*** Dataset records ***
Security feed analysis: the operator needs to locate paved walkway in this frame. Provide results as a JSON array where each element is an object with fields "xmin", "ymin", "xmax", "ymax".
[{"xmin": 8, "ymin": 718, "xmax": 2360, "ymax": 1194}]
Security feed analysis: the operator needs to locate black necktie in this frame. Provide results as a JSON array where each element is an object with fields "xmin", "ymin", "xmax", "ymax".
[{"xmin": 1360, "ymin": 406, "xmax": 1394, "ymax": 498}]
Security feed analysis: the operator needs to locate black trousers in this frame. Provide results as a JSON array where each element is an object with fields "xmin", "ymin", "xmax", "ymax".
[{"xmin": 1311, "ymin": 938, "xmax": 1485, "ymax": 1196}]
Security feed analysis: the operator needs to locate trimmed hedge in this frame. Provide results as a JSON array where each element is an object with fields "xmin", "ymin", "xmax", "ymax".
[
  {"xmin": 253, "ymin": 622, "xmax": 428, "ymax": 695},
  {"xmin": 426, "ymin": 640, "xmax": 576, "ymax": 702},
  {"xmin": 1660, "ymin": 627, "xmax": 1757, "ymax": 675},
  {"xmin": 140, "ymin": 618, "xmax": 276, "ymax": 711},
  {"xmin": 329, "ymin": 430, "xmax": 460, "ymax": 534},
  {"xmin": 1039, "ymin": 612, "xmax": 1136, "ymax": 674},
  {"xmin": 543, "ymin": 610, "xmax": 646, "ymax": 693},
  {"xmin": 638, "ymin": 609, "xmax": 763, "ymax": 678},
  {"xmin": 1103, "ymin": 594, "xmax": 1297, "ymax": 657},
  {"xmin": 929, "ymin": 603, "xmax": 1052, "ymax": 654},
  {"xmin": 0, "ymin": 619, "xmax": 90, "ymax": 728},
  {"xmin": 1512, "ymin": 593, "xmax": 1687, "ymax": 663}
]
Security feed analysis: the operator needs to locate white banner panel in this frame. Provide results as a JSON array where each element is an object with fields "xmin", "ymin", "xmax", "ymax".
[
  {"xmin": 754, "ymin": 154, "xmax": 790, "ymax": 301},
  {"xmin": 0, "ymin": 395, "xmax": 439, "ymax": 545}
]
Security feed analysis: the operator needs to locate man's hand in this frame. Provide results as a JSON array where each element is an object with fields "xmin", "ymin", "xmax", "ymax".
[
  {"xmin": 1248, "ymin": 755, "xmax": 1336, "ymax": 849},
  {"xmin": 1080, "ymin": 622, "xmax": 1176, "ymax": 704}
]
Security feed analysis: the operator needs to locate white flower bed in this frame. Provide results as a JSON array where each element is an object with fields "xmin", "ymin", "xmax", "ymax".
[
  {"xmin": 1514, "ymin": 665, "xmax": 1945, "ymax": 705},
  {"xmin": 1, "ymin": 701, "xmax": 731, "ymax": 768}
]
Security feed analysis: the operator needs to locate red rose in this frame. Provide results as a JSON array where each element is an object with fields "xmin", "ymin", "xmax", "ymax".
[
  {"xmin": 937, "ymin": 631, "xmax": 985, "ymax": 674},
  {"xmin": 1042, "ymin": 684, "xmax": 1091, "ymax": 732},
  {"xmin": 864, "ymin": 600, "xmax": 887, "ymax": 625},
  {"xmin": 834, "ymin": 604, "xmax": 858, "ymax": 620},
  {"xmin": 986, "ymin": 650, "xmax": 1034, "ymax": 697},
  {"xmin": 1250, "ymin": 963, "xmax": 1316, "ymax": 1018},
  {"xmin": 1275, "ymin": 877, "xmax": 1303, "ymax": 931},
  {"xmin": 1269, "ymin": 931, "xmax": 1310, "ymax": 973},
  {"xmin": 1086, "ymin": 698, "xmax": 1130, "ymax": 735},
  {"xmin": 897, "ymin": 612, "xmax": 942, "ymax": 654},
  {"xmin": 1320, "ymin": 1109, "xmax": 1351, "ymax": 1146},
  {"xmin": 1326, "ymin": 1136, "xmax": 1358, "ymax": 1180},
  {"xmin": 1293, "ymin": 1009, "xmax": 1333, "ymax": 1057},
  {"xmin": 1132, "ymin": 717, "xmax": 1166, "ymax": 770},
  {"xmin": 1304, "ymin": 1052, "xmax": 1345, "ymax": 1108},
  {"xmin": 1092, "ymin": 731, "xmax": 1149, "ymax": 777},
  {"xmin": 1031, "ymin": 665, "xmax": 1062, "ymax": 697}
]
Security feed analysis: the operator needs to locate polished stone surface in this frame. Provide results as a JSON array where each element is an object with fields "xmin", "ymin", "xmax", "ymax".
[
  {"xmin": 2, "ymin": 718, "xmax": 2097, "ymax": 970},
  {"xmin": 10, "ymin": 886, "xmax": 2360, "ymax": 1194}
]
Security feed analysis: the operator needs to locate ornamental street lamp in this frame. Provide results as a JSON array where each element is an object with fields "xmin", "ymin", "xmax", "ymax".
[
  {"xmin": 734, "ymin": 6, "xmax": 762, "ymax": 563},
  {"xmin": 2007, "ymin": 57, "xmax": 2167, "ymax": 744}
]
*** End of Dataset records ***
Repeat the entries above verbatim.

## Task answer
Security feed analysis: the operator needs to locate paved walkway in this frame. Provide results as a JSON array where each element is an object with fields "xmin", "ymin", "xmax", "ymax".
[{"xmin": 8, "ymin": 718, "xmax": 2360, "ymax": 1194}]
Security feed analysis: the operator needs to locate black necktie in this frame. Provide results as a JSON array where each element is an object with fields "xmin", "ymin", "xmax", "ymax".
[{"xmin": 1360, "ymin": 406, "xmax": 1394, "ymax": 498}]
Security feed analysis: the operator needs to locate black trousers in this frame. Provide results as a JSON array where each element is an object with fields "xmin", "ymin", "xmax", "ymax".
[{"xmin": 1311, "ymin": 938, "xmax": 1485, "ymax": 1196}]
Security feed analysis: the operator needs to locate trimmed hedge in this frame. Provide results as a JSON array where each element is an object with fields "xmin", "ymin", "xmax", "ymax".
[
  {"xmin": 253, "ymin": 622, "xmax": 428, "ymax": 695},
  {"xmin": 426, "ymin": 640, "xmax": 576, "ymax": 702},
  {"xmin": 1660, "ymin": 627, "xmax": 1757, "ymax": 675},
  {"xmin": 140, "ymin": 618, "xmax": 276, "ymax": 711},
  {"xmin": 329, "ymin": 430, "xmax": 460, "ymax": 534},
  {"xmin": 1039, "ymin": 612, "xmax": 1136, "ymax": 674},
  {"xmin": 543, "ymin": 610, "xmax": 646, "ymax": 693},
  {"xmin": 638, "ymin": 609, "xmax": 763, "ymax": 678},
  {"xmin": 1103, "ymin": 594, "xmax": 1297, "ymax": 657},
  {"xmin": 929, "ymin": 603, "xmax": 1052, "ymax": 654},
  {"xmin": 0, "ymin": 619, "xmax": 90, "ymax": 728},
  {"xmin": 1512, "ymin": 593, "xmax": 1687, "ymax": 663}
]
Security feed analysis: the operator needs to locate white banner panel in this frame. Provide results as a JSON array where each element is an object with fields "xmin", "ymin", "xmax", "ymax".
[
  {"xmin": 754, "ymin": 154, "xmax": 790, "ymax": 301},
  {"xmin": 0, "ymin": 395, "xmax": 439, "ymax": 545}
]
Security feed analysis: the operator needs to locate man's hand in this frame. Provide results as a JSON array where each element is an object with fields "xmin", "ymin", "xmax", "ymax".
[
  {"xmin": 1248, "ymin": 755, "xmax": 1336, "ymax": 849},
  {"xmin": 1080, "ymin": 622, "xmax": 1176, "ymax": 704}
]
Security feed analysis: the operator needs to locate white flower bed in this frame. Provide results as a JSON array where each element is an object with fields "xmin", "ymin", "xmax", "ymax".
[
  {"xmin": 1514, "ymin": 665, "xmax": 1945, "ymax": 705},
  {"xmin": 1, "ymin": 701, "xmax": 731, "ymax": 768}
]
Security feed analysis: the operator needs to locate red rose in this frame. Provide results as a JSON array where each element is an object with fields "xmin", "ymin", "xmax", "ymax".
[
  {"xmin": 937, "ymin": 631, "xmax": 985, "ymax": 674},
  {"xmin": 1042, "ymin": 684, "xmax": 1091, "ymax": 732},
  {"xmin": 864, "ymin": 600, "xmax": 887, "ymax": 625},
  {"xmin": 834, "ymin": 604, "xmax": 858, "ymax": 620},
  {"xmin": 986, "ymin": 650, "xmax": 1034, "ymax": 697},
  {"xmin": 1250, "ymin": 963, "xmax": 1316, "ymax": 1018},
  {"xmin": 1275, "ymin": 877, "xmax": 1303, "ymax": 931},
  {"xmin": 1269, "ymin": 931, "xmax": 1310, "ymax": 973},
  {"xmin": 1086, "ymin": 698, "xmax": 1130, "ymax": 735},
  {"xmin": 897, "ymin": 612, "xmax": 942, "ymax": 654},
  {"xmin": 1320, "ymin": 1109, "xmax": 1351, "ymax": 1146},
  {"xmin": 1326, "ymin": 1136, "xmax": 1358, "ymax": 1180},
  {"xmin": 1293, "ymin": 1009, "xmax": 1333, "ymax": 1057},
  {"xmin": 1132, "ymin": 717, "xmax": 1166, "ymax": 770},
  {"xmin": 1304, "ymin": 1052, "xmax": 1345, "ymax": 1108},
  {"xmin": 1092, "ymin": 731, "xmax": 1149, "ymax": 777},
  {"xmin": 1031, "ymin": 665, "xmax": 1062, "ymax": 697}
]
Security feed analysis: the operator needs to locate polished stone surface in this frame. Provide results as a JSON array where each element is an object with fields "xmin", "ymin", "xmax", "ymax".
[
  {"xmin": 2, "ymin": 718, "xmax": 2097, "ymax": 970},
  {"xmin": 10, "ymin": 886, "xmax": 2360, "ymax": 1194}
]
Security feed analysis: the operator needs to locate ornamental street lamp in this frame. Provide results as a JSON array where each element is an object with fields "xmin", "ymin", "xmax", "ymax".
[
  {"xmin": 734, "ymin": 6, "xmax": 762, "ymax": 563},
  {"xmin": 2007, "ymin": 57, "xmax": 2167, "ymax": 744}
]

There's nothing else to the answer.